- Object location annotation data -
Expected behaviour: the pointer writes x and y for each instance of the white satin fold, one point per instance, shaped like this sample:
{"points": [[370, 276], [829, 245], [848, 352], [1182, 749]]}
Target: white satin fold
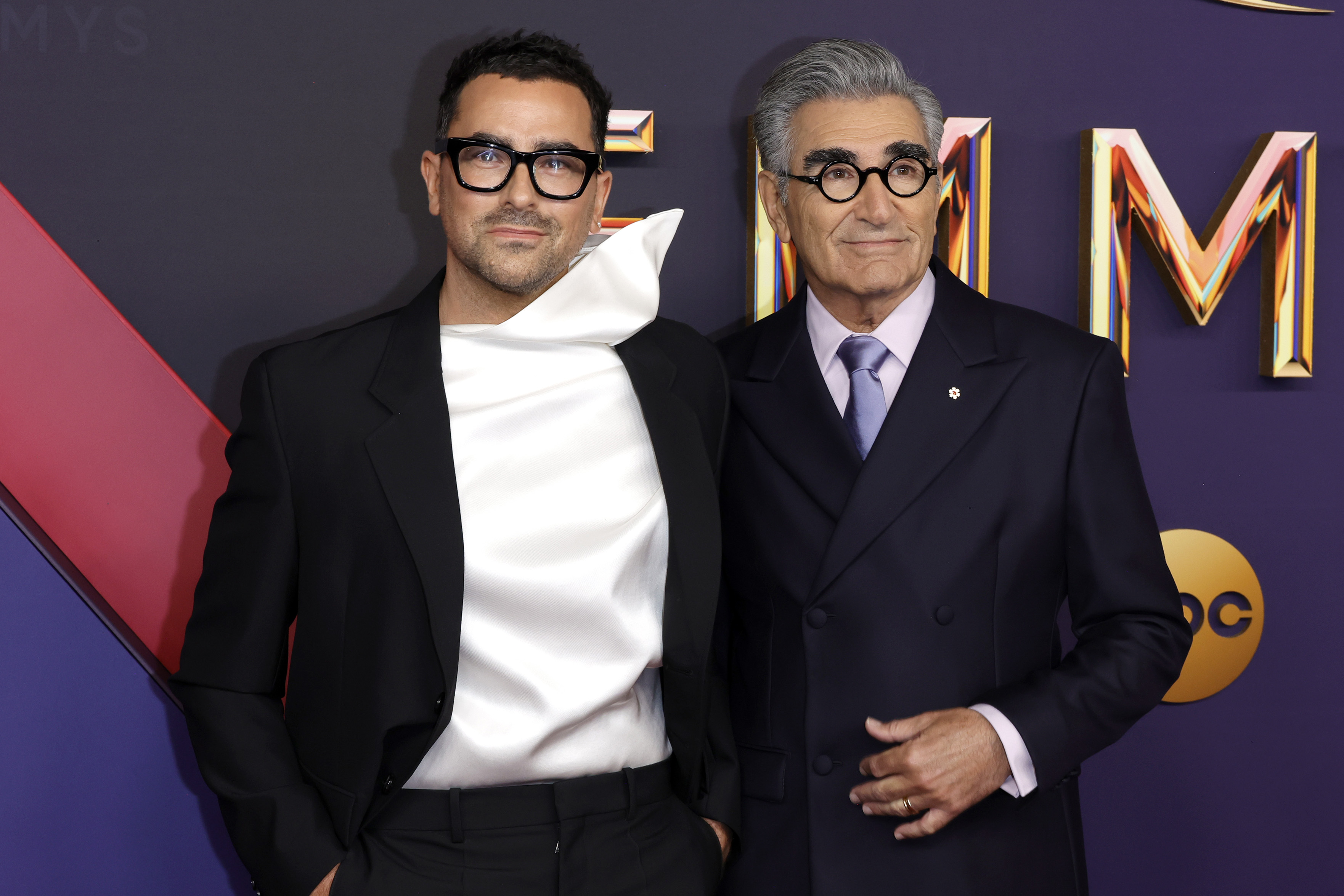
{"points": [[565, 532]]}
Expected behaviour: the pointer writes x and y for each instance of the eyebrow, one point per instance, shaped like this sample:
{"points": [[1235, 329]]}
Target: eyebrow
{"points": [[908, 148], [827, 155], [542, 144], [898, 149]]}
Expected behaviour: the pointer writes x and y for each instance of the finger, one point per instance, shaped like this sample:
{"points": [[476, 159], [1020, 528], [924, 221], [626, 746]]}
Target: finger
{"points": [[925, 825], [882, 792], [897, 730], [881, 765], [902, 808]]}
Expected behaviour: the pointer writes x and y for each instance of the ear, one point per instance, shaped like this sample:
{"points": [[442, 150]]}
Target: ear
{"points": [[432, 167], [601, 187], [769, 190]]}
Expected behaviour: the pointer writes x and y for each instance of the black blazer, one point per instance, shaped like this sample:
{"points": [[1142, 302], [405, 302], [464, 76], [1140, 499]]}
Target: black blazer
{"points": [[931, 577], [342, 510]]}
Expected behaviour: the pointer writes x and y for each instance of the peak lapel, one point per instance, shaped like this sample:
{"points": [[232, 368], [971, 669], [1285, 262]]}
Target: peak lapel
{"points": [[788, 406], [413, 456], [927, 426]]}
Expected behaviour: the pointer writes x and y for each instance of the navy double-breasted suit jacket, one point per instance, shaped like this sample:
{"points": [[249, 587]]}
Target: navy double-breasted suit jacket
{"points": [[931, 577]]}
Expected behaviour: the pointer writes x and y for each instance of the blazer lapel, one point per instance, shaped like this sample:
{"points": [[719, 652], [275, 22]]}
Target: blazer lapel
{"points": [[694, 544], [413, 456], [788, 406], [927, 426]]}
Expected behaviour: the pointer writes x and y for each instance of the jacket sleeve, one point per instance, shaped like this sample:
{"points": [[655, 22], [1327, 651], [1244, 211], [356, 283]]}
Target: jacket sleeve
{"points": [[722, 798], [234, 663], [1127, 613]]}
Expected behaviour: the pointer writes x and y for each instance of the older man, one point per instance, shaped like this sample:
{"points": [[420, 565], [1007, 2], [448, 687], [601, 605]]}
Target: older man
{"points": [[914, 480], [494, 515]]}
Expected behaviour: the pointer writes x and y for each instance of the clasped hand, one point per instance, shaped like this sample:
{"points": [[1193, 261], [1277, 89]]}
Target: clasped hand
{"points": [[944, 763]]}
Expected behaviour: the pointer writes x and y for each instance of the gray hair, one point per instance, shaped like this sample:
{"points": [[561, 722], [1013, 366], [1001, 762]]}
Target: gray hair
{"points": [[834, 70]]}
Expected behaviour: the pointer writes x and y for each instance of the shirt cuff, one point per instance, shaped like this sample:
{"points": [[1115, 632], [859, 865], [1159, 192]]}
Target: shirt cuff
{"points": [[1023, 778]]}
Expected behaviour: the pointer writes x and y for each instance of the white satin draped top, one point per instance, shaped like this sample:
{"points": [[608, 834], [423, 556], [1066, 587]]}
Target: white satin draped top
{"points": [[565, 532]]}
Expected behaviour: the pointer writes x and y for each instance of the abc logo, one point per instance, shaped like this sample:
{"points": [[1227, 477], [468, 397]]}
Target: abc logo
{"points": [[1225, 609]]}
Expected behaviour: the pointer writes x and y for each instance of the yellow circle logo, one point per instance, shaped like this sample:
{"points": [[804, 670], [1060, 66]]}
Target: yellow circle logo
{"points": [[1224, 605]]}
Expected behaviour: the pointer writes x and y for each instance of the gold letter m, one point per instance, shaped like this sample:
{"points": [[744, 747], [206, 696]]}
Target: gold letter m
{"points": [[1273, 194]]}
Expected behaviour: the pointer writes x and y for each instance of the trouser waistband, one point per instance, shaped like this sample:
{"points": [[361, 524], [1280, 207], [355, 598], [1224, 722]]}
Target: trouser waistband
{"points": [[460, 811]]}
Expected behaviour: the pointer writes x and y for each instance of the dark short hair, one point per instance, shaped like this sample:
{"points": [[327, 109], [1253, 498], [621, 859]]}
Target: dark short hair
{"points": [[534, 57]]}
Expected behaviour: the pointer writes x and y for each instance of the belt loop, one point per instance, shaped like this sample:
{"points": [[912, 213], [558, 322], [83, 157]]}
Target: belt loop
{"points": [[629, 792], [455, 813]]}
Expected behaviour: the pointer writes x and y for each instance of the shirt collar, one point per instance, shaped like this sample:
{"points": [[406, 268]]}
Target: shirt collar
{"points": [[899, 332], [608, 296]]}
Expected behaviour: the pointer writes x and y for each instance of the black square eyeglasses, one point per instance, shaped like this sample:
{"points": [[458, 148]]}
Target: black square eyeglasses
{"points": [[486, 167]]}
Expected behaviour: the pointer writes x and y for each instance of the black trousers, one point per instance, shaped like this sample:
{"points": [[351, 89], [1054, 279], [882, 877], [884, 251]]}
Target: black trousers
{"points": [[617, 835]]}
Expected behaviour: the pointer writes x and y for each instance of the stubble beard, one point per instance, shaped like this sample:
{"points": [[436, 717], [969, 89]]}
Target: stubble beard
{"points": [[518, 269]]}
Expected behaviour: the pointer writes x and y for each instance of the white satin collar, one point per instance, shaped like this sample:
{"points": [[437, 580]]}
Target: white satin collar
{"points": [[608, 296]]}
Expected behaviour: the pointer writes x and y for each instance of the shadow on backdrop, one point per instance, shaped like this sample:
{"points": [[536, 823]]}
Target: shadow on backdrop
{"points": [[427, 230], [240, 882]]}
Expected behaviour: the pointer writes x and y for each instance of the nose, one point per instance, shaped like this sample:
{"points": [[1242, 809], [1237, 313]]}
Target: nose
{"points": [[874, 205], [519, 191]]}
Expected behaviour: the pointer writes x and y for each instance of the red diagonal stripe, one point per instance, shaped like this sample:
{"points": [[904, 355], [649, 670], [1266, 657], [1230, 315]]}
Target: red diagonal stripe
{"points": [[100, 441]]}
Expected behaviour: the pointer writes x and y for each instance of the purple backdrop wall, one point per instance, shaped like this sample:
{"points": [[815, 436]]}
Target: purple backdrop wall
{"points": [[236, 175]]}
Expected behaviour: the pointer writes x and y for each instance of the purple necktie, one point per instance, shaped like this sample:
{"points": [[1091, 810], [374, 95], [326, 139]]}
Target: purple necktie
{"points": [[862, 356]]}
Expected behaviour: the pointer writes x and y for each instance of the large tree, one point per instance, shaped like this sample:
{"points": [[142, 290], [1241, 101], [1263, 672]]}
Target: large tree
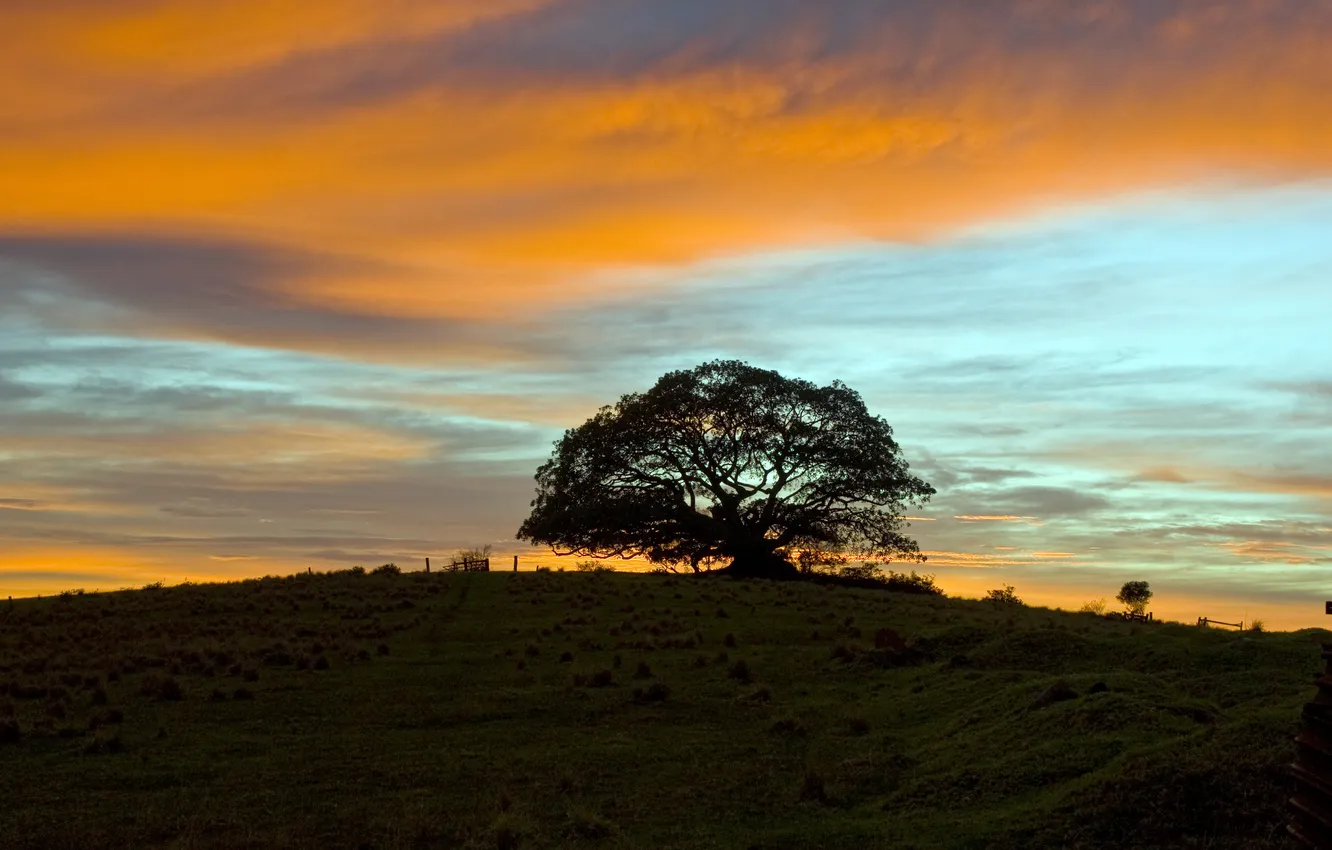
{"points": [[727, 461]]}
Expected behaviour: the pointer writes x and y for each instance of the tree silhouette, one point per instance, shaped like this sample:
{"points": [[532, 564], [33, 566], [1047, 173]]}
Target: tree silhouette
{"points": [[727, 461], [1134, 596]]}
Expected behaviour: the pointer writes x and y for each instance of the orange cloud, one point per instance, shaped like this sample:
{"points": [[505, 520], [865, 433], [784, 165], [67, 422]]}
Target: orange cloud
{"points": [[432, 140]]}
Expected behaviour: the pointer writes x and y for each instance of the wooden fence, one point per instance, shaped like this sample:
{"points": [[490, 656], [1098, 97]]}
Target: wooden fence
{"points": [[1204, 621], [469, 565], [1311, 806]]}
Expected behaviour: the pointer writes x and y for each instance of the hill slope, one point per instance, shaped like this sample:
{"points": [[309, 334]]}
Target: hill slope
{"points": [[616, 710]]}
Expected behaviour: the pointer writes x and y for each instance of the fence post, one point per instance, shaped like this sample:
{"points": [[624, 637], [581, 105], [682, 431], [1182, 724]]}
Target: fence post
{"points": [[1311, 806]]}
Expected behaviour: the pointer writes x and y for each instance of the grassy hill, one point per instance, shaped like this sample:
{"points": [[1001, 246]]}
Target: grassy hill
{"points": [[628, 710]]}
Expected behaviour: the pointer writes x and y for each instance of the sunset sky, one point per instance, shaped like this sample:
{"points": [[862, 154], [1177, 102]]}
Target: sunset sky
{"points": [[291, 284]]}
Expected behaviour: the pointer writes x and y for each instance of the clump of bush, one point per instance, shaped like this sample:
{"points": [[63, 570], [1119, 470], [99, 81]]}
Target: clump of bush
{"points": [[1003, 596], [874, 574]]}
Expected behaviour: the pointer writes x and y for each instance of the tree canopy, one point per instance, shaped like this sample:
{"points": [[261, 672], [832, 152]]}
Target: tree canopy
{"points": [[729, 462], [1134, 596]]}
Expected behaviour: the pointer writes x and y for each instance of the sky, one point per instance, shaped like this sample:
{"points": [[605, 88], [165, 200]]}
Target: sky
{"points": [[300, 285]]}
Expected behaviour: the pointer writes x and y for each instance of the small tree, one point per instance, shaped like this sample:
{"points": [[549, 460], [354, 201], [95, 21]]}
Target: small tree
{"points": [[465, 556], [1004, 596], [1134, 596]]}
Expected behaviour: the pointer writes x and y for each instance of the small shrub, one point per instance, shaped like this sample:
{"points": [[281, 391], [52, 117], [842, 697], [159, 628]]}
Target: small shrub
{"points": [[1003, 596], [1134, 596]]}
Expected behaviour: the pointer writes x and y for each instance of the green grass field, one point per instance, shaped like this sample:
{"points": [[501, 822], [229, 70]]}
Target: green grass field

- Task -
Return, word for word, each line from the line that contains "of the sunset" to the end of the listing above; include both end lines and nothing else.

- Task response -
Expected behaviour: the pointer writes x and y for each instance of the sunset sky, one point per instance, shaped like this sample:
{"points": [[862, 154], [1177, 102]]}
Target: sunset sky
{"points": [[291, 284]]}
Expected behaviour: the pointer writes x and y for each instance of the clump of bush, one point per instance, shaped like this sample:
{"points": [[63, 570], [1119, 470], [99, 81]]}
Target: clump of bush
{"points": [[1003, 596], [874, 574]]}
Expected behaviour: the pointer writes x and y for each instance of the tree canopy, one point per instance, shaped like this sample:
{"points": [[261, 672], [832, 152]]}
Target: tree canopy
{"points": [[729, 462], [1134, 596]]}
Expected behaviour: the pointer writes x and y for each instance of the sky, one point per instance, shaped like this sample:
{"points": [[605, 88], [165, 200]]}
Target: sky
{"points": [[300, 285]]}
Expected behaviour: the pointer writes x and y for each instance of the small tree, one point per instance, shaped like this sample:
{"points": [[549, 460], [354, 201], [95, 21]]}
Target: small tree
{"points": [[465, 556], [1004, 596], [1134, 596]]}
Expected behaviour: the pointer writes x and y for each instance of the small shrub, one point per instance, shaped like this sample:
{"points": [[281, 391], [52, 117], [842, 697], [159, 628]]}
Target: small shrub
{"points": [[1003, 596], [1134, 596]]}
Expected behaviour: the pointer writes x and y for each instance of the green grass field, one point per instance, shaped like this sample:
{"points": [[501, 822], [229, 70]]}
Target: green grass field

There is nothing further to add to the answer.